## [EXERCISE DIRECTIONS]
Rewrite the lines starting at the one containing "Target — backpack" and ending with the last line, putting "indented" in place of "pretty-printed" and leaving everything else unchanged.
## begin EXTRACTED ENTRIES
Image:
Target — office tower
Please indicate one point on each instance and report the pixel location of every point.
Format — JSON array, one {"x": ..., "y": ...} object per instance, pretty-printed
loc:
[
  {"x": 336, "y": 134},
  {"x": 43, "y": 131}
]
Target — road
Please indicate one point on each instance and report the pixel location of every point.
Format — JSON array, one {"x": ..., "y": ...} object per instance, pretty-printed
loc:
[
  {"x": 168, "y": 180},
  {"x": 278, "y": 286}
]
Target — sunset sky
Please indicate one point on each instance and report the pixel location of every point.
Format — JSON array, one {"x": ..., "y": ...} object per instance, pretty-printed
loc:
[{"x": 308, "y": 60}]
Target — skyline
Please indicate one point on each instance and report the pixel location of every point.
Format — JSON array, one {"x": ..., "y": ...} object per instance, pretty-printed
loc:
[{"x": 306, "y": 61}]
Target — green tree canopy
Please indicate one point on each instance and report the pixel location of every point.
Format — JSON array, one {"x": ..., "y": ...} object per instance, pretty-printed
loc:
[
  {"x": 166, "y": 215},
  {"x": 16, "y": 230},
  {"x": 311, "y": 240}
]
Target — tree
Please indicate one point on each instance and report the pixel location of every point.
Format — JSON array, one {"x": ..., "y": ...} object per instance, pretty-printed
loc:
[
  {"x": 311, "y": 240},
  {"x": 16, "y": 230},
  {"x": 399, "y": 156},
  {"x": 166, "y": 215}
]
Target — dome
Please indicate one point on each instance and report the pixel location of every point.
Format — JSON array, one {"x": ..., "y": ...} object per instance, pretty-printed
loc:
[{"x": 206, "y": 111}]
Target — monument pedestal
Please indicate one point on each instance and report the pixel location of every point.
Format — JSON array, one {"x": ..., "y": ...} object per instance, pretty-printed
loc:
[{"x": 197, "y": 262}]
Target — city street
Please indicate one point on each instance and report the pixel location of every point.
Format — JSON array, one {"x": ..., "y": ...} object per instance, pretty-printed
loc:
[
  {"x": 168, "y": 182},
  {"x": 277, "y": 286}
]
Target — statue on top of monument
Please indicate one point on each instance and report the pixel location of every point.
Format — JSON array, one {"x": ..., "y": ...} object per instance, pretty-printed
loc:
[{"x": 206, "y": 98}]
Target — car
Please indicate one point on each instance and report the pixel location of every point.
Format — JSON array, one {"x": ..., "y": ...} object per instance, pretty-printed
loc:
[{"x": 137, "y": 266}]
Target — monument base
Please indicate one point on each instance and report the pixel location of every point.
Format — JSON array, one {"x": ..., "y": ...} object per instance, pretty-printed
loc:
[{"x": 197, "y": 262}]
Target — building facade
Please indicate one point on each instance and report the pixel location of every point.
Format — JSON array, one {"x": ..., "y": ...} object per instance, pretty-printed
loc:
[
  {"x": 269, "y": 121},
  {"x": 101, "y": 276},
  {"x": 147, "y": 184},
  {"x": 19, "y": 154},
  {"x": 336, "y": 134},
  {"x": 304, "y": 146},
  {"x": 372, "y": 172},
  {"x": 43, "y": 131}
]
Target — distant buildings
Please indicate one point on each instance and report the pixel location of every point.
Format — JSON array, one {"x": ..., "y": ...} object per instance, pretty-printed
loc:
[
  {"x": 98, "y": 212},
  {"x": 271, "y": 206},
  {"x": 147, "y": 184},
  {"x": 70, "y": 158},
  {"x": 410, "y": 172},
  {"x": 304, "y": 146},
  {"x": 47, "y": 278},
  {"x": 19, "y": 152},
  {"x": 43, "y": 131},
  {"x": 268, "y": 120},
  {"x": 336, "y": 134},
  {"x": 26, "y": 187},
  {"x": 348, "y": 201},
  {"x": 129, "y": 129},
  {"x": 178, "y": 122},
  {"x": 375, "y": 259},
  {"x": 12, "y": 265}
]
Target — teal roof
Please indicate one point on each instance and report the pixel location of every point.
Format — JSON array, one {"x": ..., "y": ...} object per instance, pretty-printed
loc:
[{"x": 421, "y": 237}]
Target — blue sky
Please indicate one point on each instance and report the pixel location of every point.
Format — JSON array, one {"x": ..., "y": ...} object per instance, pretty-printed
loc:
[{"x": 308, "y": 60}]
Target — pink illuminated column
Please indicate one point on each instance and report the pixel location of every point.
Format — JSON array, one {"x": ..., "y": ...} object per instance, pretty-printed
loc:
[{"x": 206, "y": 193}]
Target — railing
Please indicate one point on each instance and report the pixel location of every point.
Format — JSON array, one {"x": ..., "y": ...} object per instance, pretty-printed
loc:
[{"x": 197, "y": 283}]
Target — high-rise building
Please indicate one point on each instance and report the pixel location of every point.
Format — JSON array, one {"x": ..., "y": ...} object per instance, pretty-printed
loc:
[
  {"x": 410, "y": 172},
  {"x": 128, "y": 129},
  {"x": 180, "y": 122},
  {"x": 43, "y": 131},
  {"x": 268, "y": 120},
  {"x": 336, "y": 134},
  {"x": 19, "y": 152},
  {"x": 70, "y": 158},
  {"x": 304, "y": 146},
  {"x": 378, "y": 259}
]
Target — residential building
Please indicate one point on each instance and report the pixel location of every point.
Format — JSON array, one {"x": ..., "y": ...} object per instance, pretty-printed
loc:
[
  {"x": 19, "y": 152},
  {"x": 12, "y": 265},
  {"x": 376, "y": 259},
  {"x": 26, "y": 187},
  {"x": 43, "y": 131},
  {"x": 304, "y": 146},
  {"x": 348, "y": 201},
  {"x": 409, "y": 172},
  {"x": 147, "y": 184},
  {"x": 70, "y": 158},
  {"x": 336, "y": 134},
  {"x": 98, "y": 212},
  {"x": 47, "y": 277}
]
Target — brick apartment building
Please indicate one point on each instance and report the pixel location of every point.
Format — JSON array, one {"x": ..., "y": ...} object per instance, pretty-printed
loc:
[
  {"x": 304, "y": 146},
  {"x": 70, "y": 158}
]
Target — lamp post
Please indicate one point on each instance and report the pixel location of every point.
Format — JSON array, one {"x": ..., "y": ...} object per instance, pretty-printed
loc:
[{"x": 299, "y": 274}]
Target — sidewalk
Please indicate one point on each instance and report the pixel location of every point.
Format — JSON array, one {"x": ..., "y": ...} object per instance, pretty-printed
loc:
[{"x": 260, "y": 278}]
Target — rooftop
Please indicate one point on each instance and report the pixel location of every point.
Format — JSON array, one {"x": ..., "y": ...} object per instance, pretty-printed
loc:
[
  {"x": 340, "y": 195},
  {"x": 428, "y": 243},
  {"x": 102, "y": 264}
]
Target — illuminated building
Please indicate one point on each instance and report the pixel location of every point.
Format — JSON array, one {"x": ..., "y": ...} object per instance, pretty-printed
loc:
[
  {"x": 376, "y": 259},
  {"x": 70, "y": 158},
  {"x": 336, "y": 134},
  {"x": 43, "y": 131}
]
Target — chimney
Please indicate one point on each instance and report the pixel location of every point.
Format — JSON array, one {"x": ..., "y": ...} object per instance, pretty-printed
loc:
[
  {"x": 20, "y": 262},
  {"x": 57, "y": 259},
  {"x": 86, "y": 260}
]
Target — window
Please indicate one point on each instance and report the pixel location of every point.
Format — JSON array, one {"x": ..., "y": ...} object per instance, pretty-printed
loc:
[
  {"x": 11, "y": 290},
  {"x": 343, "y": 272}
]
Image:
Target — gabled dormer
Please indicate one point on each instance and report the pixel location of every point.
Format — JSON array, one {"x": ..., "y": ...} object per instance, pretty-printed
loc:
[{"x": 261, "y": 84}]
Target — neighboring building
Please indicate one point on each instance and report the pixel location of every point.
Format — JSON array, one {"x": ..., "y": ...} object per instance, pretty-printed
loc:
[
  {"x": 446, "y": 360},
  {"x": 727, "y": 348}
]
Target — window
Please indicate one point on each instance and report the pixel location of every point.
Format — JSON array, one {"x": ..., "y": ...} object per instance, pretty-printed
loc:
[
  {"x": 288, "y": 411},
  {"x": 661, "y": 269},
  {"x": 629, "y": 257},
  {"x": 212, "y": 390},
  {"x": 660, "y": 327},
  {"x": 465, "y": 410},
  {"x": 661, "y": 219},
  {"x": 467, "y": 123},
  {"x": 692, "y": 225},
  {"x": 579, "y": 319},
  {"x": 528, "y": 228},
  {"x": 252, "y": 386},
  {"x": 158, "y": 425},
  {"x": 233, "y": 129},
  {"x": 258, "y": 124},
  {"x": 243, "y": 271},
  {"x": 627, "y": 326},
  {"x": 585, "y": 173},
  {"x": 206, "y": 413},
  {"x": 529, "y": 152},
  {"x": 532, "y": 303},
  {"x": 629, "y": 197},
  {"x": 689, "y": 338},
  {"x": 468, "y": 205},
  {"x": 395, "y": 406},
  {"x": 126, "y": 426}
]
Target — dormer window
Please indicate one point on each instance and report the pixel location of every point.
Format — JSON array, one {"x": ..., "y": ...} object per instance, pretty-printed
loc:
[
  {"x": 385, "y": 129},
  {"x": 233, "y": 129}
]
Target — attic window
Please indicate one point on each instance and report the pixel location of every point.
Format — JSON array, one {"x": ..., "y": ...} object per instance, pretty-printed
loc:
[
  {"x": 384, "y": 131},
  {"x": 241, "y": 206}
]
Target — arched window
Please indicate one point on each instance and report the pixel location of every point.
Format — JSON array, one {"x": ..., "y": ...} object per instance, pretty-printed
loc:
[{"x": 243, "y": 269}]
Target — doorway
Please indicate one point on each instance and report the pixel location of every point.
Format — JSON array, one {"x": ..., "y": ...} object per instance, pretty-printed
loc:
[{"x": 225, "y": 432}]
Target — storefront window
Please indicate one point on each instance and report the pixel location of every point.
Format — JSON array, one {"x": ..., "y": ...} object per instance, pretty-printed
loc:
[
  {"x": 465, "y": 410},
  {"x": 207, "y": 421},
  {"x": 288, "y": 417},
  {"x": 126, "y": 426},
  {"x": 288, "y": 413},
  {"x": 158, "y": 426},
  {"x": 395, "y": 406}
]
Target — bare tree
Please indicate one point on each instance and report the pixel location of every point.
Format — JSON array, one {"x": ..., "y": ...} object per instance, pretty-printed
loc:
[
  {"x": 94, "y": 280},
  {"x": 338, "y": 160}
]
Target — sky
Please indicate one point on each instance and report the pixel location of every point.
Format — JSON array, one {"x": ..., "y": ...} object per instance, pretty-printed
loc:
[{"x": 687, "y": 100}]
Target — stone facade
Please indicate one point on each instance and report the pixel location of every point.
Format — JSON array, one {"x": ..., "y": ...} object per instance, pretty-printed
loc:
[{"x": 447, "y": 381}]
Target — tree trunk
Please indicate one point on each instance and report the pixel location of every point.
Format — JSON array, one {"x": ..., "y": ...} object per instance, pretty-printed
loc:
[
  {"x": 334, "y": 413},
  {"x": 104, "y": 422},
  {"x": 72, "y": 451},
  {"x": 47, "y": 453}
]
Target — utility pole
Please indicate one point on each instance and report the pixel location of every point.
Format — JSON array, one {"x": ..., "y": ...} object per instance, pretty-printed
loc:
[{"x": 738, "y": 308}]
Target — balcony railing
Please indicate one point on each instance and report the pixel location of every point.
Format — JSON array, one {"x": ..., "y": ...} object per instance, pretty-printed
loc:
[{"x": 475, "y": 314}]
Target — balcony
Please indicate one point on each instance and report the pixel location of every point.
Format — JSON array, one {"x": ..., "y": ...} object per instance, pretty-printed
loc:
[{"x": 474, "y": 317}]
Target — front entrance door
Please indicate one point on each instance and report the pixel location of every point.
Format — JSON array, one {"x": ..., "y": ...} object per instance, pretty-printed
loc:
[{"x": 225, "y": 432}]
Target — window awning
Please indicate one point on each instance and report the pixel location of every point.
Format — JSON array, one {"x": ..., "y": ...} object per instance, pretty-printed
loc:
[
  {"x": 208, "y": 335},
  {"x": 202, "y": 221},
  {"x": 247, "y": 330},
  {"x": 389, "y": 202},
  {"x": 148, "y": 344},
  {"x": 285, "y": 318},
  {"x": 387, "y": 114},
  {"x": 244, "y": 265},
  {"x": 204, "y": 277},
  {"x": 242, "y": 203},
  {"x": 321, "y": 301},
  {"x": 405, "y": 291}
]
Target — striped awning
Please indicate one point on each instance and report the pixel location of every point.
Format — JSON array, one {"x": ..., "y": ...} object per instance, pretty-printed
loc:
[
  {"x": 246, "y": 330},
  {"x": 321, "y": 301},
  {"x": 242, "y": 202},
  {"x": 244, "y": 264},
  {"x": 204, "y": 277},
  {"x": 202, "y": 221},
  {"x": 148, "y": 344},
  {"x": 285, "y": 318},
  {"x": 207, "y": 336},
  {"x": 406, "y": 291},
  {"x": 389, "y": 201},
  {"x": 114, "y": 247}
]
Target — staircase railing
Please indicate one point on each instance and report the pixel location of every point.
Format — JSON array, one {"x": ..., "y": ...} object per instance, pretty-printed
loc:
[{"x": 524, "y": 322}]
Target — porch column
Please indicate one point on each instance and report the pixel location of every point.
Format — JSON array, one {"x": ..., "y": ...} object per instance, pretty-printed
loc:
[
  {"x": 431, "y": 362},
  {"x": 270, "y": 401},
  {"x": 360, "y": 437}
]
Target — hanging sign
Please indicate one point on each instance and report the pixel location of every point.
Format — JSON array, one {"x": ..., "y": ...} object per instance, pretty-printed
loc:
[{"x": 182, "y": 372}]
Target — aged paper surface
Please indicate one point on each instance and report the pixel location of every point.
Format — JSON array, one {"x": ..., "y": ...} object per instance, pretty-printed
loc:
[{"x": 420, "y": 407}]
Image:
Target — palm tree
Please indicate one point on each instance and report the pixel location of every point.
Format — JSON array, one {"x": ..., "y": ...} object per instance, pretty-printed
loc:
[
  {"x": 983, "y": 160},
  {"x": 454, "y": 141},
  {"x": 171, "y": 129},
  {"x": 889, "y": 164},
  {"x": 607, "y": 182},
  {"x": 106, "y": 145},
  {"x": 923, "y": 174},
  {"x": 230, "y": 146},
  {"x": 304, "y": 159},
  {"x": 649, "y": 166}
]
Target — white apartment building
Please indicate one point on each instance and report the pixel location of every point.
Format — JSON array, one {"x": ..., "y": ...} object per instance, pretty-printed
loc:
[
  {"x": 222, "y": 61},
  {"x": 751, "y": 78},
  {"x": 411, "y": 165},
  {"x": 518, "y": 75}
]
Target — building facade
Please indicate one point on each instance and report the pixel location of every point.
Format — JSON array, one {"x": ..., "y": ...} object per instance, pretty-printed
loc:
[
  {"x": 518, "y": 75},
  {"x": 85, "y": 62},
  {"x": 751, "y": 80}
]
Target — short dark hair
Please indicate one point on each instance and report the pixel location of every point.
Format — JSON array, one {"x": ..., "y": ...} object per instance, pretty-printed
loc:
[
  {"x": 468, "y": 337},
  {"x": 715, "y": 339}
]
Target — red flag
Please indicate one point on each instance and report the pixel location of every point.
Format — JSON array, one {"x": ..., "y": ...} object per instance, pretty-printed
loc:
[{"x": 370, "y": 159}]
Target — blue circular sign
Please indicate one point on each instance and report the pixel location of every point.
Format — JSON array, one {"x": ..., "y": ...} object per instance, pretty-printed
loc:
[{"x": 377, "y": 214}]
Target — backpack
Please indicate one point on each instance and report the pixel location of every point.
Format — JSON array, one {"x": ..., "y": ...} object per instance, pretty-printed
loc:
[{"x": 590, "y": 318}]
## end EXTRACTED ENTRIES
## [ANSWER TO THE PROBLEM]
Target — backpack
Please indicate one point on each instance and report the pixel location of every point.
Format — JSON array, one {"x": ..., "y": ...} object per instance, indented
loc:
[{"x": 590, "y": 318}]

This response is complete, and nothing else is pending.